- [Description of the task]
Transcribe each entry exactly as it appears, leaving out any picture it holds.
BEGIN Provided records
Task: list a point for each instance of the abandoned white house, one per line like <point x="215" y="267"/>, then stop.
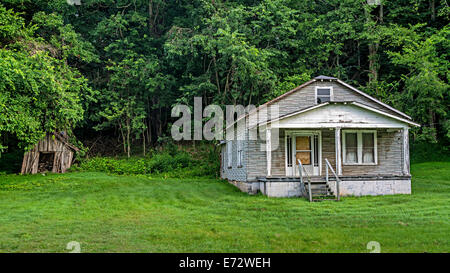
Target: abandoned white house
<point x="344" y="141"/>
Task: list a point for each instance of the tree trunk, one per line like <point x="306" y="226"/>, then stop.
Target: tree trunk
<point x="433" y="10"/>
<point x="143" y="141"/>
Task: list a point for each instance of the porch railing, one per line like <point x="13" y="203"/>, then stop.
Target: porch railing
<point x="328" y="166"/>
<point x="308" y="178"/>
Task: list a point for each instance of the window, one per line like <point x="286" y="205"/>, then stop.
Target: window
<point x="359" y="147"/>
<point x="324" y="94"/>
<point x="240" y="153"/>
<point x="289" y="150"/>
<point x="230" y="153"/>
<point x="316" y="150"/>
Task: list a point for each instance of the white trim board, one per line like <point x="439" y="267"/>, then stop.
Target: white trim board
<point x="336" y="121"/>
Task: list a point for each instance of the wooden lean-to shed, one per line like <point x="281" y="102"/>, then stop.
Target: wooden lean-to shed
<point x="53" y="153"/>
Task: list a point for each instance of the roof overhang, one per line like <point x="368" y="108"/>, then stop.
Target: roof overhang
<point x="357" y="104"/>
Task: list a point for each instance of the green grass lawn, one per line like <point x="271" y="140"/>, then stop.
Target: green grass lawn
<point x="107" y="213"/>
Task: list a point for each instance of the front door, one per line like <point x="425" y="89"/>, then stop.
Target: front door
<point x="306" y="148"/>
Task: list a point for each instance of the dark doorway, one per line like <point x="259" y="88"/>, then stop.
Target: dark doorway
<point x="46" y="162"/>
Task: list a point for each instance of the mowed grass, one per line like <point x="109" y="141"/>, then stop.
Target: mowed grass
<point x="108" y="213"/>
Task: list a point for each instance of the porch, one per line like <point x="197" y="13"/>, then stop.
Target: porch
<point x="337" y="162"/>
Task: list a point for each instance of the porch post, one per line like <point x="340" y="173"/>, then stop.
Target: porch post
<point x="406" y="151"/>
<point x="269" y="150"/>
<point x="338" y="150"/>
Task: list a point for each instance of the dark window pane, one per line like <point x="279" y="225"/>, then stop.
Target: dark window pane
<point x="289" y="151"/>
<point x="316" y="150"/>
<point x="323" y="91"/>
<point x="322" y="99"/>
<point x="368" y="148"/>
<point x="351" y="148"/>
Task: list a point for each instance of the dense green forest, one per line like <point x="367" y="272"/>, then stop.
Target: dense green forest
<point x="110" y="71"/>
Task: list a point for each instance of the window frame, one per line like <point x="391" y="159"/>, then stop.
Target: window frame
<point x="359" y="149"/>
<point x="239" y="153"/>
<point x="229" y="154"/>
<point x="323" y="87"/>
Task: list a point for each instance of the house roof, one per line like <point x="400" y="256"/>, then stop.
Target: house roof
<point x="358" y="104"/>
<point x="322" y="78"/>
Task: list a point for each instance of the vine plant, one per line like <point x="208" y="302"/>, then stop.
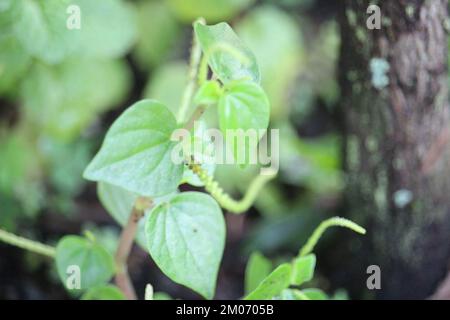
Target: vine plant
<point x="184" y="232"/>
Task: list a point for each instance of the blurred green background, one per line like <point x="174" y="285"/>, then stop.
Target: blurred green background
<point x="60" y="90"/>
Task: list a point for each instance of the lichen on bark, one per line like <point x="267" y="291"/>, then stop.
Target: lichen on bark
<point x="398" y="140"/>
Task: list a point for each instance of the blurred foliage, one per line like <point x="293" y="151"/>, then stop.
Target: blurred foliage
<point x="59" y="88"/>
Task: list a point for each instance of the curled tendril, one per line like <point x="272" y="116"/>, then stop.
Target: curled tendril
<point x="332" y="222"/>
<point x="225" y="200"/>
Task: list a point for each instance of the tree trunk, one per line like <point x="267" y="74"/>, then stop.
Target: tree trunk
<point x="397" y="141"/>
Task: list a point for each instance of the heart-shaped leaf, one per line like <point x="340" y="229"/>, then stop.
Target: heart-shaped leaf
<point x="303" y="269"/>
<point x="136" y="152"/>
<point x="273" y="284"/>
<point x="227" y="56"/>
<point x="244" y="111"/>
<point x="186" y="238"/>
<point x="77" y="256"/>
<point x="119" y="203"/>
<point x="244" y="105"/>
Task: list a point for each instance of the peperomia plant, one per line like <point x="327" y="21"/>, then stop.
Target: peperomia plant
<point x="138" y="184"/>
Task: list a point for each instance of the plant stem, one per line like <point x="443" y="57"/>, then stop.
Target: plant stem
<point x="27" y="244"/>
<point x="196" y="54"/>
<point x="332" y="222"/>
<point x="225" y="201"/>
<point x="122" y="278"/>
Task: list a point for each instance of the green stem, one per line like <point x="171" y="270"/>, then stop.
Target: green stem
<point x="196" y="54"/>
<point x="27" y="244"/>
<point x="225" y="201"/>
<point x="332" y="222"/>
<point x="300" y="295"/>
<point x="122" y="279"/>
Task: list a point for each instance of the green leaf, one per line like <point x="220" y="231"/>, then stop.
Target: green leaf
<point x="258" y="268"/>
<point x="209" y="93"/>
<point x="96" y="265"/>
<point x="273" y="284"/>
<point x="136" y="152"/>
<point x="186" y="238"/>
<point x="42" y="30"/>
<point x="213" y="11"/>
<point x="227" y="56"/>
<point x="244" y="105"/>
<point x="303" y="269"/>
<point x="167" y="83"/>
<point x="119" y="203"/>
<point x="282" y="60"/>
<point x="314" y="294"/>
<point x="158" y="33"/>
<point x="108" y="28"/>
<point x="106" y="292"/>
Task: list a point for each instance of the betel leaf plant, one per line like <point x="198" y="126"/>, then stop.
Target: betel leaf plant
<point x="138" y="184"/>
END Provided records
- [Answer box]
Task: list a point for each instance of the abandoned white house, one per line like <point x="215" y="267"/>, then stop.
Target: abandoned white house
<point x="344" y="141"/>
Task: list a point for each instance of the tree trunk, one per line like <point x="306" y="226"/>, then stop.
Target: tree trunk
<point x="433" y="10"/>
<point x="143" y="141"/>
Task: list a point for each instance of the porch railing, one per line like <point x="13" y="203"/>, then stop.
Target: porch railing
<point x="328" y="166"/>
<point x="308" y="178"/>
Task: list a point for each instance of the window, one per line like <point x="286" y="205"/>, then stop.
Target: window
<point x="359" y="147"/>
<point x="324" y="94"/>
<point x="240" y="153"/>
<point x="289" y="150"/>
<point x="230" y="153"/>
<point x="316" y="150"/>
Task: list a point for each instance of the white trim board, one per line like <point x="439" y="267"/>, then stop.
Target: white trim board
<point x="336" y="121"/>
Task: list a point for each instance of the wooden lean-to shed, one per line like <point x="281" y="102"/>, then stop.
Target: wooden lean-to shed
<point x="53" y="153"/>
Task: list a point for each instance of the roof overhang, one per line like <point x="368" y="108"/>, then stop.
Target: roof overhang
<point x="357" y="104"/>
Task: list a point for each instance of the green grass lawn, one per line like <point x="271" y="140"/>, then stop.
Target: green grass lawn
<point x="107" y="213"/>
Task: list a point for each instance of the front door, one per line like <point x="425" y="89"/>, then stop.
Target: front door
<point x="306" y="148"/>
Task: list a point for each instance of the dark doorway, one per line like <point x="259" y="88"/>, then stop.
Target: dark doorway
<point x="46" y="162"/>
Task: list a point for each instance of the mowed grass, one per line like <point x="109" y="141"/>, then stop.
Target: mowed grass
<point x="108" y="213"/>
Task: list a point for each instance of the porch, one per line like <point x="197" y="13"/>, then stop.
Target: porch
<point x="337" y="162"/>
Task: list a point for each instance of the porch post, one per line like <point x="340" y="173"/>, then stop.
Target: porch post
<point x="406" y="151"/>
<point x="269" y="150"/>
<point x="338" y="150"/>
Task: list a point for each instance of the dark window pane, one per line like <point x="279" y="225"/>, then stop.
Target: dark window pane
<point x="289" y="151"/>
<point x="316" y="150"/>
<point x="323" y="91"/>
<point x="322" y="99"/>
<point x="368" y="148"/>
<point x="351" y="148"/>
Task: list a point for each instance of the dense green forest, one per line like <point x="367" y="272"/>, then stop.
Target: dense green forest
<point x="110" y="71"/>
Task: list a point for each instance of the window frame, one per line like <point x="391" y="159"/>, then stop.
Target: window frame
<point x="359" y="149"/>
<point x="239" y="153"/>
<point x="229" y="154"/>
<point x="323" y="87"/>
Task: list a point for each instance of the house roof, one per line like <point x="400" y="256"/>, then stop.
Target: house roof
<point x="358" y="104"/>
<point x="322" y="78"/>
Task: list a point for each instance of the vine plant, one per line like <point x="208" y="302"/>, then stop.
Target: vine plant
<point x="184" y="232"/>
Task: list a point for each instance of the blurred green background, one per line like <point x="174" y="285"/>, then stop.
Target: blurred green background
<point x="60" y="90"/>
Task: list a point for each instance of the lichen on bark, one per line like <point x="267" y="291"/>, then stop.
Target: lichen on bark
<point x="398" y="140"/>
Task: list a point for each instance of the blurred foliage, one per line like <point x="293" y="151"/>, then stop.
Target: blurred foliage
<point x="59" y="88"/>
Task: list a point for each instance of the curled tendril, one per line like <point x="272" y="116"/>, then stop.
Target: curled tendril
<point x="332" y="222"/>
<point x="225" y="200"/>
Task: list a point for each instance of the tree trunk, one per line like <point x="267" y="74"/>, then stop.
Target: tree trunk
<point x="397" y="141"/>
Task: list a point for each instance of the heart-shaped leaf, one per line like <point x="340" y="229"/>, then stop.
Target: heart-shaped leaf
<point x="303" y="269"/>
<point x="136" y="152"/>
<point x="273" y="284"/>
<point x="227" y="56"/>
<point x="244" y="111"/>
<point x="186" y="238"/>
<point x="77" y="256"/>
<point x="119" y="203"/>
<point x="244" y="105"/>
Task: list a point for each instance of the peperomia plant, one per line like <point x="327" y="21"/>, then stop.
Target: peperomia plant
<point x="138" y="184"/>
Task: list a point for each instance of the plant stem, one per line like <point x="443" y="57"/>, then stop.
Target: plant stem
<point x="27" y="244"/>
<point x="196" y="54"/>
<point x="332" y="222"/>
<point x="225" y="201"/>
<point x="122" y="278"/>
Task: list a point for each instance of the green stem, one per line like <point x="171" y="270"/>, then stop.
Target: green stem
<point x="196" y="54"/>
<point x="27" y="244"/>
<point x="225" y="201"/>
<point x="332" y="222"/>
<point x="300" y="295"/>
<point x="122" y="279"/>
Task: list a point for each instance of the green leaf, one per line like <point x="220" y="231"/>, then stop.
Target: green leaf
<point x="258" y="268"/>
<point x="209" y="93"/>
<point x="96" y="265"/>
<point x="273" y="284"/>
<point x="136" y="152"/>
<point x="186" y="238"/>
<point x="42" y="30"/>
<point x="213" y="11"/>
<point x="227" y="56"/>
<point x="244" y="105"/>
<point x="303" y="269"/>
<point x="167" y="83"/>
<point x="119" y="203"/>
<point x="282" y="60"/>
<point x="314" y="294"/>
<point x="158" y="33"/>
<point x="108" y="28"/>
<point x="106" y="292"/>
Task: list a point for each instance of the betel leaf plant, one per line like <point x="198" y="126"/>, then stop.
Target: betel leaf plant
<point x="138" y="184"/>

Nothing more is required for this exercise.